**MATERIAL SHOWN:**
########################################
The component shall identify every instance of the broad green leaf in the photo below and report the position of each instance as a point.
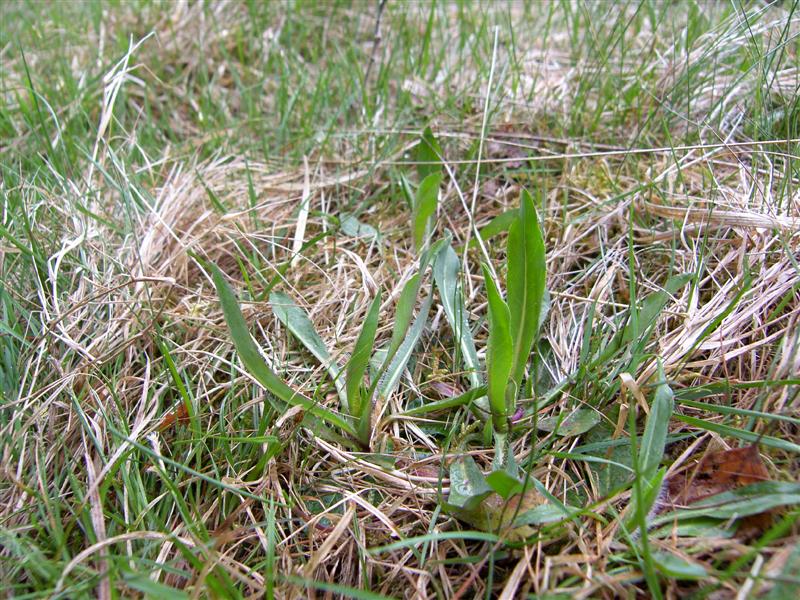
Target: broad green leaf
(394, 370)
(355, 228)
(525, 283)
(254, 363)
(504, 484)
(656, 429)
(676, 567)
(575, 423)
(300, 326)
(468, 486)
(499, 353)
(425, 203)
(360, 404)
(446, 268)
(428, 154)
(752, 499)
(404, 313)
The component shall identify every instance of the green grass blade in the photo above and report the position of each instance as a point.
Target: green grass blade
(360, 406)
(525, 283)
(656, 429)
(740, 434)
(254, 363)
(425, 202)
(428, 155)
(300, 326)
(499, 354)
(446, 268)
########################################
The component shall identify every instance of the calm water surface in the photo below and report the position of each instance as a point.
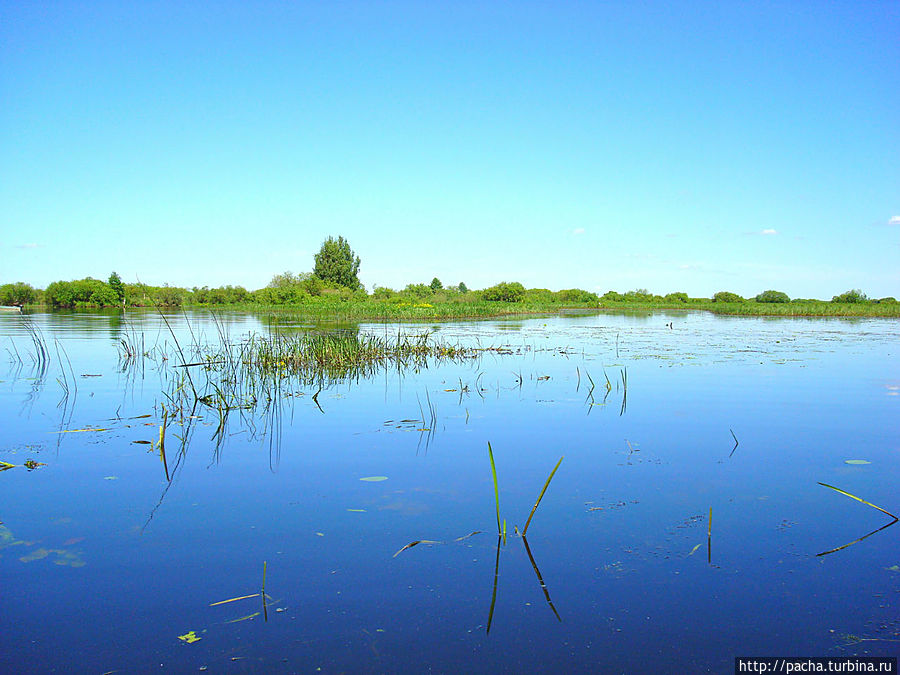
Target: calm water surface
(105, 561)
########################################
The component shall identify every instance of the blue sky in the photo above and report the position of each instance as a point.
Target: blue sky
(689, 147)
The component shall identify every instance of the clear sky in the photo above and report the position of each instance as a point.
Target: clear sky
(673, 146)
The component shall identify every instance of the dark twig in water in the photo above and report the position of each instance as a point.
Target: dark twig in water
########################################
**EXERCISE GOAL:** Could you quote the records word for word, starting at the line that contains "The component shall identify every instance of the clear" and ending with the line that contains "Target: dark twig in water"?

**EXERCISE ANSWER:**
The component shall identify every instance of the clear sky in the photo above and report the position of each instance as a point.
Target: clear sky
(673, 146)
The component shall identify every instance of the dark twig in water in the photo above and report the position of each instance as a point.
Target: dark twig in water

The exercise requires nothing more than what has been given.